§ Aim of the exercise
Can you copy out the stretch of data from the line containing "Where can you see the cluster" through the end of the data, word for word, leaving the pictures out?

§ Source records
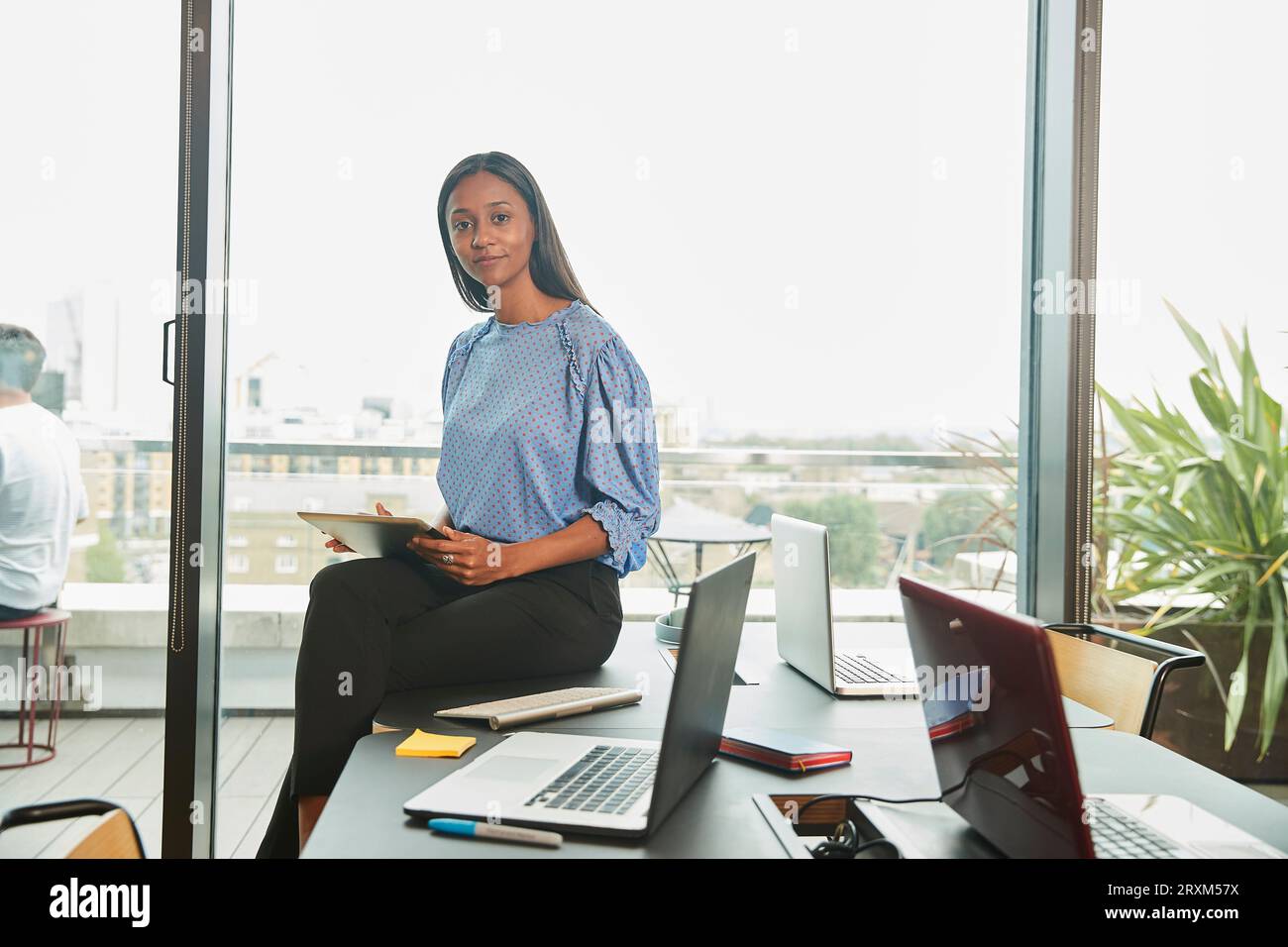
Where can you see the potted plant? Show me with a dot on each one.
(1206, 523)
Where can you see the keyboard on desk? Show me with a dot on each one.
(1116, 834)
(857, 669)
(606, 780)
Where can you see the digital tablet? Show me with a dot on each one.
(372, 534)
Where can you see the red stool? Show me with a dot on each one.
(33, 630)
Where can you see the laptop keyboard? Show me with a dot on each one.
(855, 669)
(606, 780)
(1116, 834)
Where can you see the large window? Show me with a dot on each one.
(806, 224)
(1190, 493)
(88, 185)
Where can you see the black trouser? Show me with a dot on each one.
(378, 625)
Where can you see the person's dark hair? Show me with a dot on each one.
(552, 273)
(21, 357)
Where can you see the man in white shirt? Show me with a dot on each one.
(42, 493)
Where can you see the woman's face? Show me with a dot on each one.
(490, 228)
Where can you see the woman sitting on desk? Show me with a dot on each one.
(550, 492)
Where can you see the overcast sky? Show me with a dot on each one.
(800, 217)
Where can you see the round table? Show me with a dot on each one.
(697, 526)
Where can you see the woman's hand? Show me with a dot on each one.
(468, 558)
(336, 547)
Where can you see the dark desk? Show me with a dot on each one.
(784, 698)
(717, 818)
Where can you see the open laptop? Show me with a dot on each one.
(601, 785)
(806, 641)
(1004, 754)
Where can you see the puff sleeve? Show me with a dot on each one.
(618, 457)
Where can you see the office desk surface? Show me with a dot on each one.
(782, 698)
(364, 817)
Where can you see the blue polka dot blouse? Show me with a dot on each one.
(546, 421)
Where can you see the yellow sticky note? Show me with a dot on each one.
(421, 744)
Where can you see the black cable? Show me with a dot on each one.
(844, 844)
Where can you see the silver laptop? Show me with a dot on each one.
(601, 785)
(806, 641)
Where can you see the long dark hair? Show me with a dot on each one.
(552, 273)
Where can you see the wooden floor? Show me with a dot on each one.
(120, 759)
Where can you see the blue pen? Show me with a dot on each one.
(471, 828)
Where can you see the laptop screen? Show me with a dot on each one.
(996, 723)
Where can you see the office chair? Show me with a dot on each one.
(115, 836)
(1117, 673)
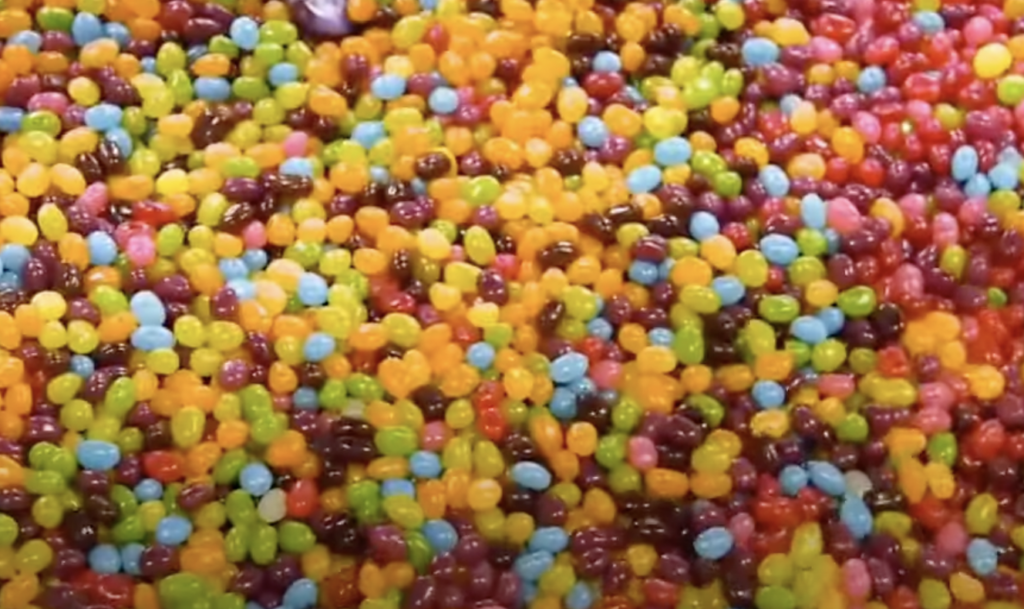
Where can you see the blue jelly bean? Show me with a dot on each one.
(301, 594)
(644, 179)
(562, 404)
(245, 33)
(531, 565)
(443, 100)
(530, 475)
(714, 544)
(549, 538)
(256, 479)
(592, 132)
(312, 290)
(424, 464)
(729, 290)
(440, 534)
(871, 79)
(759, 51)
(173, 530)
(826, 478)
(131, 559)
(480, 355)
(643, 272)
(768, 394)
(318, 346)
(147, 308)
(774, 179)
(104, 559)
(857, 517)
(964, 164)
(102, 250)
(148, 490)
(982, 557)
(809, 330)
(97, 454)
(793, 479)
(568, 367)
(704, 226)
(779, 249)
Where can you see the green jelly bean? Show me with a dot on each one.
(396, 441)
(688, 345)
(858, 301)
(774, 597)
(263, 546)
(778, 308)
(419, 551)
(942, 448)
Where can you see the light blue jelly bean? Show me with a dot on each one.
(643, 179)
(549, 538)
(147, 308)
(759, 51)
(729, 290)
(826, 478)
(964, 164)
(424, 464)
(480, 355)
(440, 534)
(256, 479)
(714, 544)
(531, 565)
(768, 394)
(568, 367)
(104, 559)
(809, 330)
(793, 479)
(779, 249)
(982, 557)
(97, 454)
(530, 475)
(301, 594)
(173, 530)
(855, 514)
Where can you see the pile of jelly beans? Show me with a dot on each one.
(511, 304)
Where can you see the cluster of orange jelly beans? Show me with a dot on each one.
(511, 304)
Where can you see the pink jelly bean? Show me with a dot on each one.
(642, 453)
(856, 578)
(741, 526)
(843, 216)
(841, 386)
(951, 538)
(254, 235)
(295, 144)
(141, 251)
(977, 32)
(606, 375)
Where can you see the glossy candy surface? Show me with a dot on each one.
(511, 304)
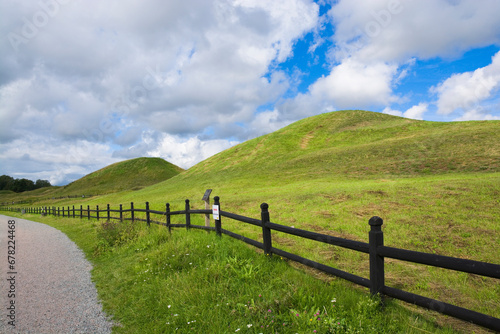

§ Written reply
Where can you see the cluster of orange jelly beans? Show me with a dot on each one.
(511, 304)
Where can you see the pink jelly bean? Show me with a dot on each one.
(642, 453)
(856, 578)
(741, 526)
(843, 216)
(841, 386)
(951, 538)
(254, 235)
(295, 144)
(141, 251)
(977, 32)
(606, 375)
Where can you see the glossy candy surface? Show me with a dot on each one.
(511, 304)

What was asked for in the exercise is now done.